Excerpted text -

┏━━

Review of the Book:
Basic Principles of Economics,
and Their Significance for Public Policy
By Harrry Gunnison Brown
Glenn E. Hoover
[Reprinted from the American Journal of Economics
and Sociology,
Vol. 1, No. 3 (April, 1942), pp. 327-329]
I
ALTHOUGH PROFESSOR BROWN'S NEW BOOK[1] was presumably designed as a
text, it deserves a wide reading by those who would understand our
economic system and recognize both its defects and its potentialities.
If this were an ordinary economics text one would hesitate to
recommend it to the general reader, for the American tradition
prescribes that college texts should be dull. Most of them have the
literary style of the Infantry Drill Regulations; but Dr. Brown's book
is replete with exclamation points and teems with "rhetoric and
wrath."
He is reputedly as gentle as St. Francis, but when fools and knaves
close in on him, he fights valiantly. There are the self-styled "liberals"
who are either Marxians without knowing it or who have grabbed a
protective sheep-skin. There are the honest but naive, who subscribe
unquestioningly to a kind of socialism that, according to the late
Samuel Gompers, "bears the same relation to economics that
astrology bears to astronomy." There are, too, the politicians
who are beneath contempt but not beneath ridicule, the labor
racketeers and always, of course, the greedy and hypo- critical
protectionists who pretend that protective tariffs benefit their
victims.

┗━━

Information provided -

┏━━

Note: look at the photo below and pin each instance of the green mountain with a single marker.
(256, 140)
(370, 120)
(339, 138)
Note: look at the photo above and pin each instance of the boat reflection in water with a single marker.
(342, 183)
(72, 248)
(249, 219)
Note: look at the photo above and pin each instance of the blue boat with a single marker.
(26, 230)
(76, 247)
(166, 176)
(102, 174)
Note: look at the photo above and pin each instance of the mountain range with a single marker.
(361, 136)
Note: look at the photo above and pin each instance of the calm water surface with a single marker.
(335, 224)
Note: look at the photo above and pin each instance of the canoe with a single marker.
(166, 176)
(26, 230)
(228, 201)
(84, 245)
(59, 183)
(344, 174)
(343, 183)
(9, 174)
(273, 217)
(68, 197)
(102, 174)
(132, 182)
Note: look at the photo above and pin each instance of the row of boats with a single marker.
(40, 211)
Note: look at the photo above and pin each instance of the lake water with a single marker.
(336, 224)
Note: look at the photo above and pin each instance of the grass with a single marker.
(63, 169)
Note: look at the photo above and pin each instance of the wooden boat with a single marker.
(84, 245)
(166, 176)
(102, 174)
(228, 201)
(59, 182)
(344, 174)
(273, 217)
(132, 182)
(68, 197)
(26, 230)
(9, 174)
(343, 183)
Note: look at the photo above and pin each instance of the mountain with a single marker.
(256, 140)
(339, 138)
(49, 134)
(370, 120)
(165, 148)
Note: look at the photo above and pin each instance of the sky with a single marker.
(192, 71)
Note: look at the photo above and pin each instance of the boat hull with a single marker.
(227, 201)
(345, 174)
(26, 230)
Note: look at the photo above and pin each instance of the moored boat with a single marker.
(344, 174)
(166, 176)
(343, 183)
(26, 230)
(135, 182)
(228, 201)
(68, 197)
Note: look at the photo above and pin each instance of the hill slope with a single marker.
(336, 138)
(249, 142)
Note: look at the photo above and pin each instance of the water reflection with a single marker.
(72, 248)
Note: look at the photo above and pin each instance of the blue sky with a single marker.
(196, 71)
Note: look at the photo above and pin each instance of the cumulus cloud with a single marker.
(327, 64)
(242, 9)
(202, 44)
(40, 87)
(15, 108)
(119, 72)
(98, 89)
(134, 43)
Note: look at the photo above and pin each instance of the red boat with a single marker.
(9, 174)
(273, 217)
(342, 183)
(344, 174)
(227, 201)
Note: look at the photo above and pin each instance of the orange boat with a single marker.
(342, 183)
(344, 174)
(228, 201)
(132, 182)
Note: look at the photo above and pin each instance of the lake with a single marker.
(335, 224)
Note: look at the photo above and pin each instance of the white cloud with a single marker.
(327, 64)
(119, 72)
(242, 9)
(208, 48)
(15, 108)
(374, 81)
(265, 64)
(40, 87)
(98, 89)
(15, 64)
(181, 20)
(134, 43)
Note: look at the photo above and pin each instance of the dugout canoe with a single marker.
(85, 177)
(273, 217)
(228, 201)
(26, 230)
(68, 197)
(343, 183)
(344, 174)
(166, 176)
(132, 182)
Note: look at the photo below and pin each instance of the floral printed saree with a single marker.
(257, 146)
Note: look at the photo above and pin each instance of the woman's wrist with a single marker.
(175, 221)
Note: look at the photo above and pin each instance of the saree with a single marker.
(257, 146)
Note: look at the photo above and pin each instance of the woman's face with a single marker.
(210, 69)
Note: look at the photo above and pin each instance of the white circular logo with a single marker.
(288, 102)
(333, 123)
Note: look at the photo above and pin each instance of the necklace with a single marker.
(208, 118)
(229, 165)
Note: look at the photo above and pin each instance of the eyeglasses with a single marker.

┗━━

Work instructions -
- 1) Based on the review of Basic Principles of Economics, decide whether each statement agrees with it. Answer yes or no and quote the words that settle it.
(a) The book was presumably meant to be a text.
(b) According to the review, American tradition expects college texts to be lively.
(c) Samuel Gompers compared a kind of socialism to astrology.
- 2) Using the review of Basic Principles of Economics, answer each question in a few words.
(a) In which journal was the review reprinted?
(b) Whose literary style do most college texts have, according to the review?
(c) Who is Dr. Brown reputedly as gentle as?
- 3) Carry the review of Basic Principles of Economics forward, starting right after its last sentence.
The material has no connection to the review of the economics book.

Task answers -
- 1)
(a) Yes: "was presumably designed as a text"
(b) No: "the American tradition prescribes that college texts should be dull"
(c) Yes: "bears the same relation to economics that astrology bears to astronomy."

- 2)
(a) The American Journal of Economics and Sociology
(b) The Infantry Drill Regulations
(c) St. Francis

- 3)
II
It will be observed from the title that Dr. Brown is chiefly
concerned with the science of economics as a means of influencing
public policy. In this he is in the grand tradition of Adam Smith and
John Stuart Mill, but is poles removed from those who think they are
dealing with economics when they are evaluating various advertising
devices, or sales methods for retailers of ready-to-wear. This book is
not "practical" at all in the sense that it will help us to
increase our incomes which are already too often in excess of our
capacity to spend them with intelligence and dignity. It is a book for
statesmen and students of statecraft rather than the money- getters.
No one who is familiar with Dr. Brown's writings will adjudge him free
of prejudices. He is not content to describe our economic system with
an Olympian detachment. He wants very much to do something with it and
he particularly wants to increase the rewards that go to workers and
savers, and reduce the rewards that now go to the "permitters"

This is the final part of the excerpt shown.